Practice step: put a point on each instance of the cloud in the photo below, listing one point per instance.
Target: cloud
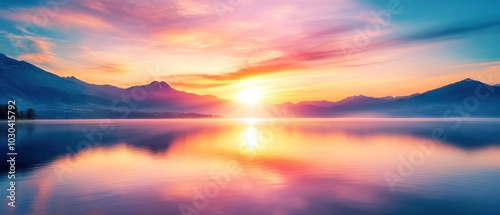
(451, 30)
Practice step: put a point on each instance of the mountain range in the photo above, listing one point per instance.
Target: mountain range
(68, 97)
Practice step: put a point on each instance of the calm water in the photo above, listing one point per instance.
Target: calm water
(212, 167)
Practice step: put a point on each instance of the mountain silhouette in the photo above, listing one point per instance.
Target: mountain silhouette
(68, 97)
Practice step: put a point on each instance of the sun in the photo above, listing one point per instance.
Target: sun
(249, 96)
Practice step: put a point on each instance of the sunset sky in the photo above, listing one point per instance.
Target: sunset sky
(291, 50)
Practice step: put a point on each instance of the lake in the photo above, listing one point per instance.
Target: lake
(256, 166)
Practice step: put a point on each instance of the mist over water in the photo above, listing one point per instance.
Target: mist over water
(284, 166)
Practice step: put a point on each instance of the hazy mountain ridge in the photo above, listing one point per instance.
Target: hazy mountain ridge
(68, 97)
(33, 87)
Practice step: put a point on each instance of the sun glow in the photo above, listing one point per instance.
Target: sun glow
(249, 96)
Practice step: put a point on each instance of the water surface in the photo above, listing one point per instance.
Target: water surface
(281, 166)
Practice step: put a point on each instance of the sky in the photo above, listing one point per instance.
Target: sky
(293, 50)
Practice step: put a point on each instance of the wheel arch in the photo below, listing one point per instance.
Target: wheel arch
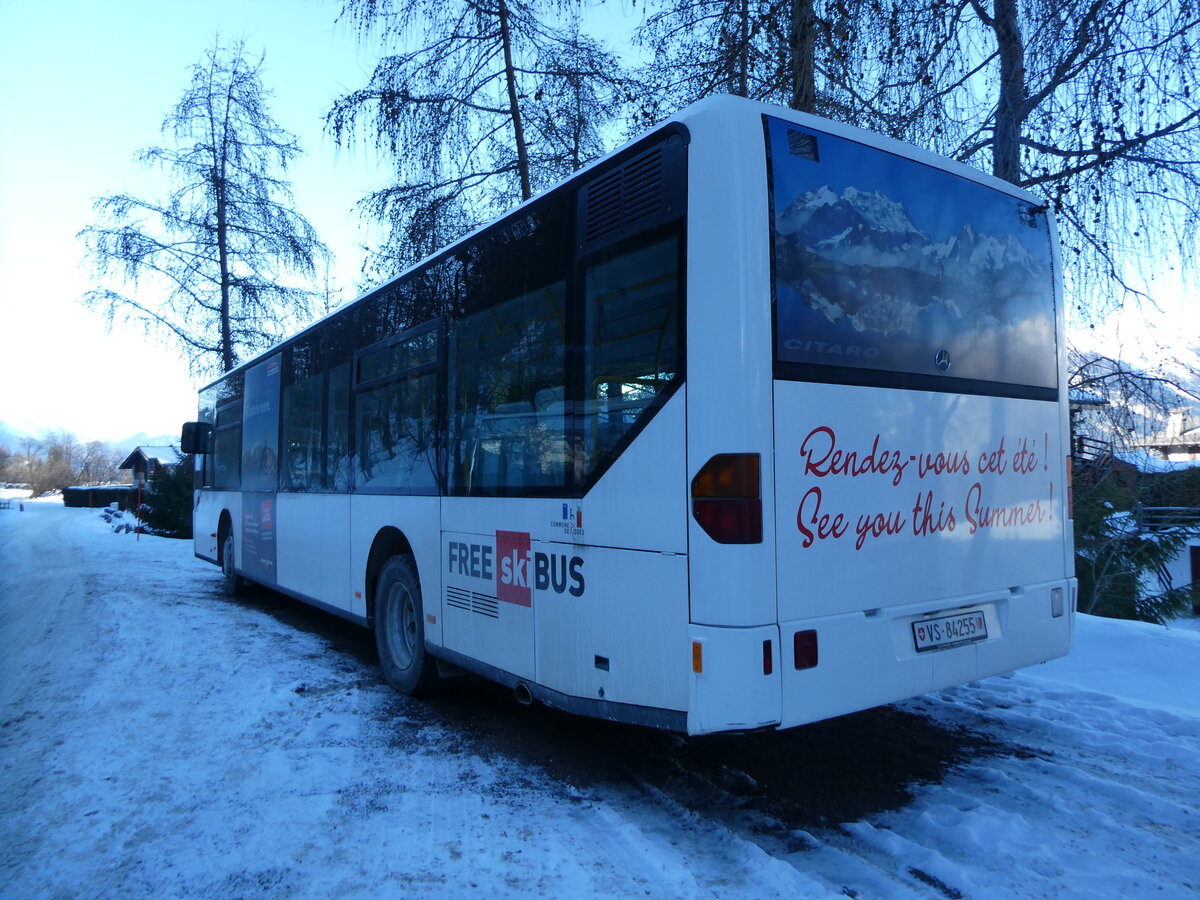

--

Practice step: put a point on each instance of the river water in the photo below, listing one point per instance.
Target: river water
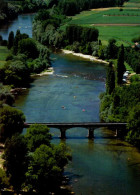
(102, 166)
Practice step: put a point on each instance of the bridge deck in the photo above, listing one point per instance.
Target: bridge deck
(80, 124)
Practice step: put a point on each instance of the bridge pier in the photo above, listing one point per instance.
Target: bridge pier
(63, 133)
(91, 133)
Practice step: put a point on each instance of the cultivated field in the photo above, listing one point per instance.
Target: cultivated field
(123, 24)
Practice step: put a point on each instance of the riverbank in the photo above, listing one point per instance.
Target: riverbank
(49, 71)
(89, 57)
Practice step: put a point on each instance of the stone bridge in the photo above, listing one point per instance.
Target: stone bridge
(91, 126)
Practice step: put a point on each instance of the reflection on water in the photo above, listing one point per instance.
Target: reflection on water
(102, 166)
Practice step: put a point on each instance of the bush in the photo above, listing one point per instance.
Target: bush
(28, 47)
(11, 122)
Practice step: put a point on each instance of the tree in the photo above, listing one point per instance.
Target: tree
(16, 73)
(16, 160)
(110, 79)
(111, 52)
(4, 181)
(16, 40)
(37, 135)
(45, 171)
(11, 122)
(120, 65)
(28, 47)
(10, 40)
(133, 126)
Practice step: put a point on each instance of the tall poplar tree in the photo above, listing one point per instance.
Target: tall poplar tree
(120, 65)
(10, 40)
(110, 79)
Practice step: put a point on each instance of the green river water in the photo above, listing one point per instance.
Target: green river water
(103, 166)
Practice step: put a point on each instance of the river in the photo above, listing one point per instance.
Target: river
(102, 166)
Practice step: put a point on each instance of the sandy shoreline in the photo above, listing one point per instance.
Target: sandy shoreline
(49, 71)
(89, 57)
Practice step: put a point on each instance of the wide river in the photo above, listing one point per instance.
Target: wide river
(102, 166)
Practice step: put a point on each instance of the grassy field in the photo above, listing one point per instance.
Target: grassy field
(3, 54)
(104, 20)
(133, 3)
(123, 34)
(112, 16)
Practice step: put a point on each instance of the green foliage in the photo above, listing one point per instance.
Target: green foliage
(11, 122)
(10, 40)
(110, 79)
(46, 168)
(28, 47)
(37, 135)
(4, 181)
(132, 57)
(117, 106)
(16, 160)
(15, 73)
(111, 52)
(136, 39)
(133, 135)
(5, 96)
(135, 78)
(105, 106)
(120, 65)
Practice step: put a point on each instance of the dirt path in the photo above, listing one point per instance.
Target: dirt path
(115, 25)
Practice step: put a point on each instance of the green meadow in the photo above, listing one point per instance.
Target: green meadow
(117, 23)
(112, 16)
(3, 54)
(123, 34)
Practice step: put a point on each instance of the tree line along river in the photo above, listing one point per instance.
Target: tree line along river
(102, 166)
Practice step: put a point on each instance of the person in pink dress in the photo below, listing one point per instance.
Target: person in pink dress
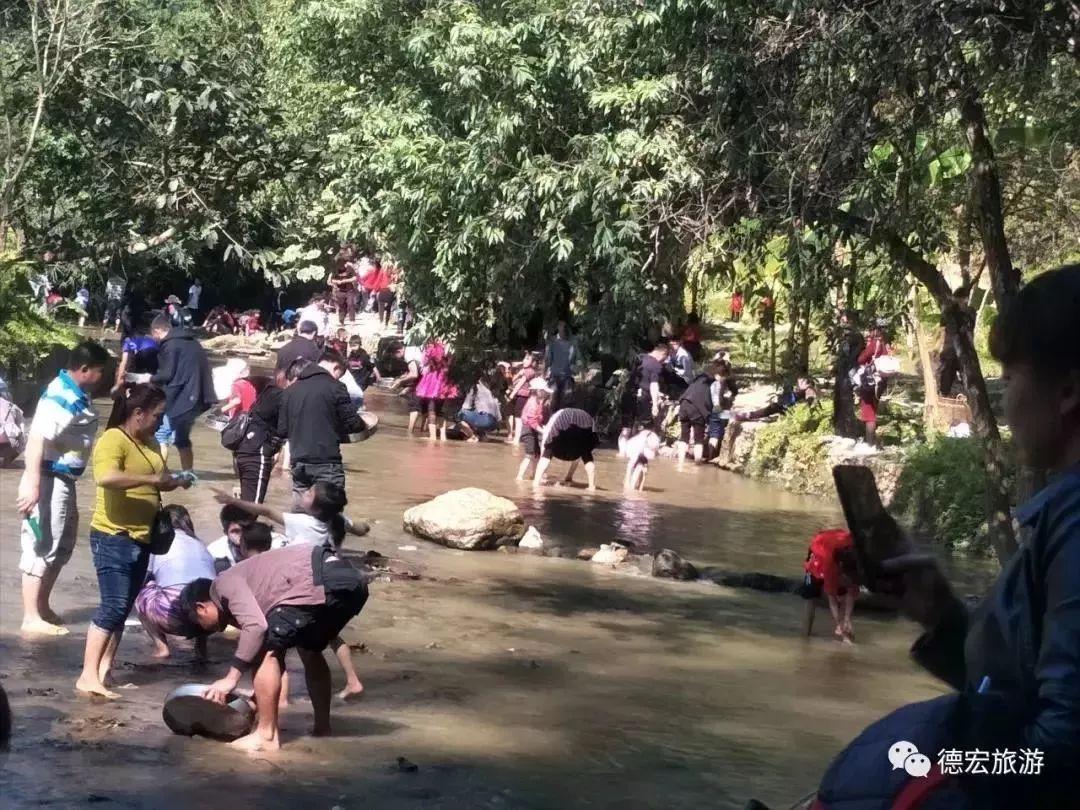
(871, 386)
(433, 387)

---

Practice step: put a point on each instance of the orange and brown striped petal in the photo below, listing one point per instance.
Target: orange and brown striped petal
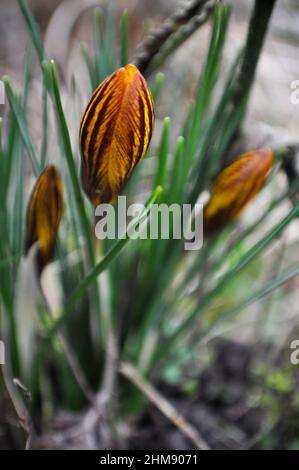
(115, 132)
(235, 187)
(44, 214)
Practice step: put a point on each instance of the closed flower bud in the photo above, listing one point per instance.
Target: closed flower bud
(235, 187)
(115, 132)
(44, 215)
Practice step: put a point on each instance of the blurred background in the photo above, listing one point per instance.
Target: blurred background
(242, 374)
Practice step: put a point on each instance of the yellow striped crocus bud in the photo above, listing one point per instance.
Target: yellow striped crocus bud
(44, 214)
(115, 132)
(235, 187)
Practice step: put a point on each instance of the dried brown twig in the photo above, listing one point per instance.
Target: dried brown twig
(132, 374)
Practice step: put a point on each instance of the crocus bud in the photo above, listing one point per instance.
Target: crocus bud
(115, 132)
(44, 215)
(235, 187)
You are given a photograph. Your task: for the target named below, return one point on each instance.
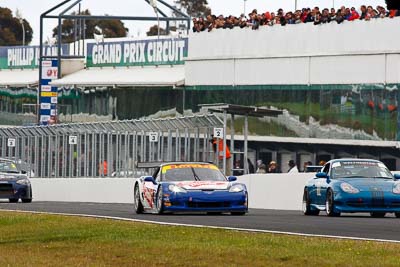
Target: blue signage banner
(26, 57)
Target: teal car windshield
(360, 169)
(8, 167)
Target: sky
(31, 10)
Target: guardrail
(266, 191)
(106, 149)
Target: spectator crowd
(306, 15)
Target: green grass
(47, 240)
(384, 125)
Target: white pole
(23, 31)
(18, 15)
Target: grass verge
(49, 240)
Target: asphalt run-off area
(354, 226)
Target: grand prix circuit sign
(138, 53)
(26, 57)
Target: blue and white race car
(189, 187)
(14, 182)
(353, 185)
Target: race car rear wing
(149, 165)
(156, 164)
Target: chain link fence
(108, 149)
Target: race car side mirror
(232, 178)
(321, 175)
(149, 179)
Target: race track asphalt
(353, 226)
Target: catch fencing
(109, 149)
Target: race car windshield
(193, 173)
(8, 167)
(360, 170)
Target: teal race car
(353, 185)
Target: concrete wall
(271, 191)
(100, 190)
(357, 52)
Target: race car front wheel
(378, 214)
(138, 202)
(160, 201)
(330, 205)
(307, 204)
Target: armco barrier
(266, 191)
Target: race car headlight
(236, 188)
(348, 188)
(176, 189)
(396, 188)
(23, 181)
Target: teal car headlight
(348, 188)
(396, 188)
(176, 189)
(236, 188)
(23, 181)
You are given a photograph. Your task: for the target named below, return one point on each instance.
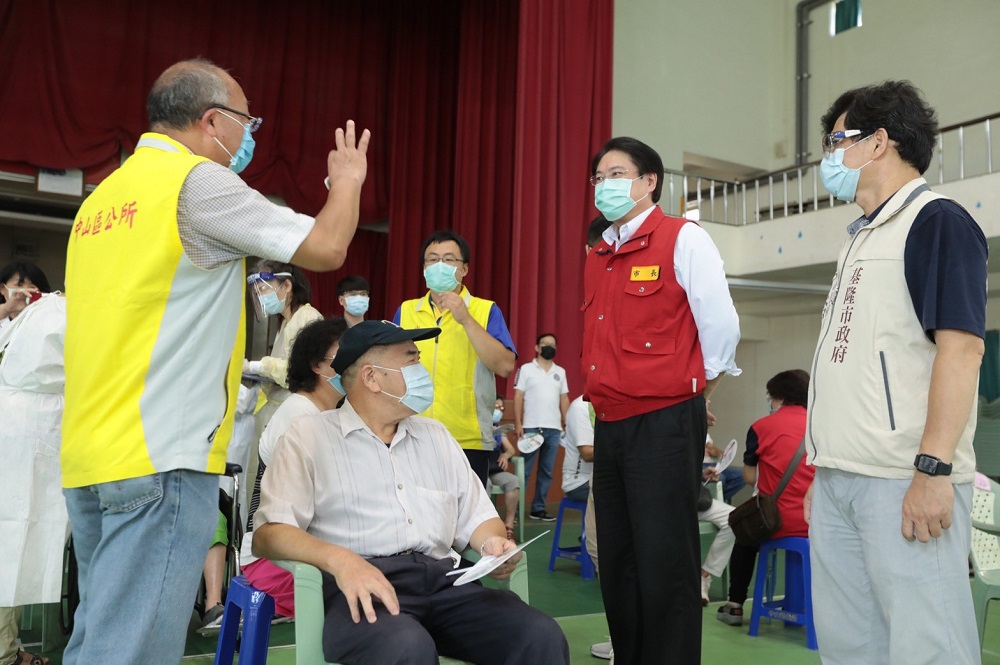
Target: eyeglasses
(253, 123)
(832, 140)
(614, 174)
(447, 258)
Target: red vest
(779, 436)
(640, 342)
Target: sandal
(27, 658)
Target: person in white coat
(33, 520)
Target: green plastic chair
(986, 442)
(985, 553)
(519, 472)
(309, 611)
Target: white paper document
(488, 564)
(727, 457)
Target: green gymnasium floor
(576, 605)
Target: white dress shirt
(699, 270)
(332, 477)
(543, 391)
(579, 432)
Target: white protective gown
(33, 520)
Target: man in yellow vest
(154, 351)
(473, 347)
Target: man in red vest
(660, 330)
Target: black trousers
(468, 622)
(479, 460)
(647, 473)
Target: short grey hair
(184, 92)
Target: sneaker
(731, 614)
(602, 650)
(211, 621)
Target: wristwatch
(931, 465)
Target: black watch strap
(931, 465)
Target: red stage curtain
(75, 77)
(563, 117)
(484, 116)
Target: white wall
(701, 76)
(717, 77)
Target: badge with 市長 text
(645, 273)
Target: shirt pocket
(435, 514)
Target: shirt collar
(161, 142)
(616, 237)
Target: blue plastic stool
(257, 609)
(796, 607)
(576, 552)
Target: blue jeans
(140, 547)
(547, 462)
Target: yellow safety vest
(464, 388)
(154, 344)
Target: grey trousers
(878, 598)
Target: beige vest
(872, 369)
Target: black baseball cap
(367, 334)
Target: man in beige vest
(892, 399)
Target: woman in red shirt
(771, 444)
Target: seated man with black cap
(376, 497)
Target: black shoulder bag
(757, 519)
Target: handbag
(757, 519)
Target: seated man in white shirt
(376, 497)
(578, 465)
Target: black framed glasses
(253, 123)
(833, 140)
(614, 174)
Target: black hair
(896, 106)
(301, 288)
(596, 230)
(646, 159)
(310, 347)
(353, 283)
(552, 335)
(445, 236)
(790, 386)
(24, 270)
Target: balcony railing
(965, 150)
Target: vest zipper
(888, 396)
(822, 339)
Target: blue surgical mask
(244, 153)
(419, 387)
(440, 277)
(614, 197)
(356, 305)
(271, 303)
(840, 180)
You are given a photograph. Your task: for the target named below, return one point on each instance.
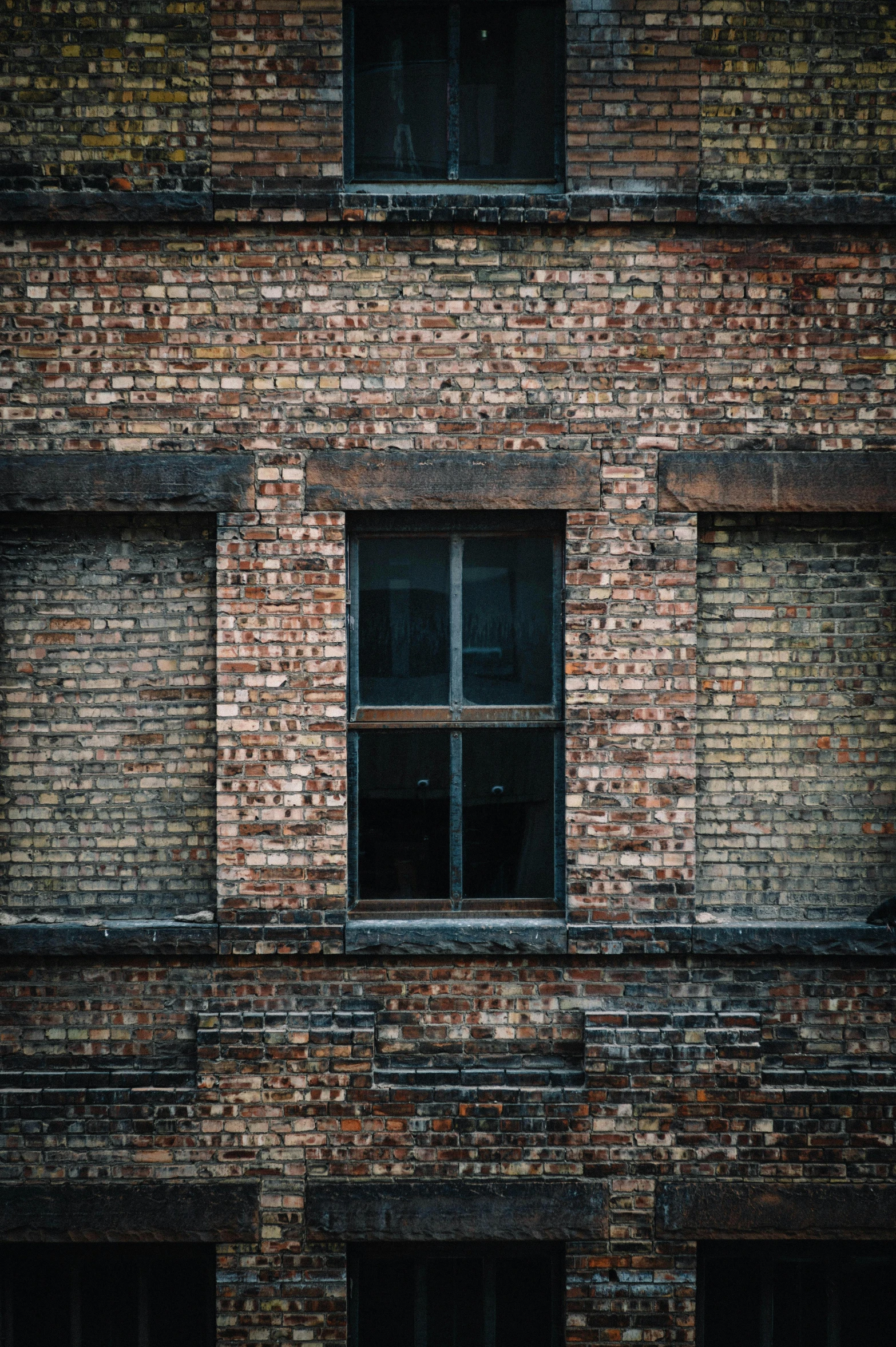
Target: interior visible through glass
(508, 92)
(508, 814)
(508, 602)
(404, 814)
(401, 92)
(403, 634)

THE PROBLEM
Above are the lines; repeat exactly the ones from the line containing "Practice step: put a point on each instance of the calm" down to the line containing "Target: wheel arch", both inclusive.

SOLUTION TO THE EXERCISE
Practice step: put a point on each instance of the calm water in the photo above, listing one point per instance.
Target: calm water
(212, 167)
Practice step: put a point on each instance of the mountain silhouette in the photo above, listing one point per instance.
Target: mountain silhouette
(68, 97)
Practice step: put a point on each instance of the sun in the photo above, listing one point per instance.
Target: sun
(249, 96)
Practice step: put a point on each instance of the sunset sky in the photo above, listing one point per instance.
Target: sunset sky
(291, 50)
Practice step: put a point on each instance of the lake in the photo above, listing one point per instance.
Target: lake
(256, 166)
Practice step: put a point on each instance of the mist over water in the photo above, listing one point per instance.
Target: mist over water
(284, 166)
Practice step: put a point on each instance of the hazy mountain ridge in the photo above, listing one point per instance.
Target: hazy mountain ridge
(68, 97)
(33, 87)
Practice step: put a point on each instance of the sun glow in the photo above, listing one point per instance.
Target: sun glow
(249, 96)
Practice step: put a point on each instance of the water surface in the photo above, listing one point per instance.
Target: water surface
(281, 166)
Practice step: put a point on each instance of the sky in the photo above, listing one point per instance.
Target: sky
(293, 50)
Practice step: put a point on each instance of the wheel arch in the photo below, listing one point per instance.
Target: wheel arch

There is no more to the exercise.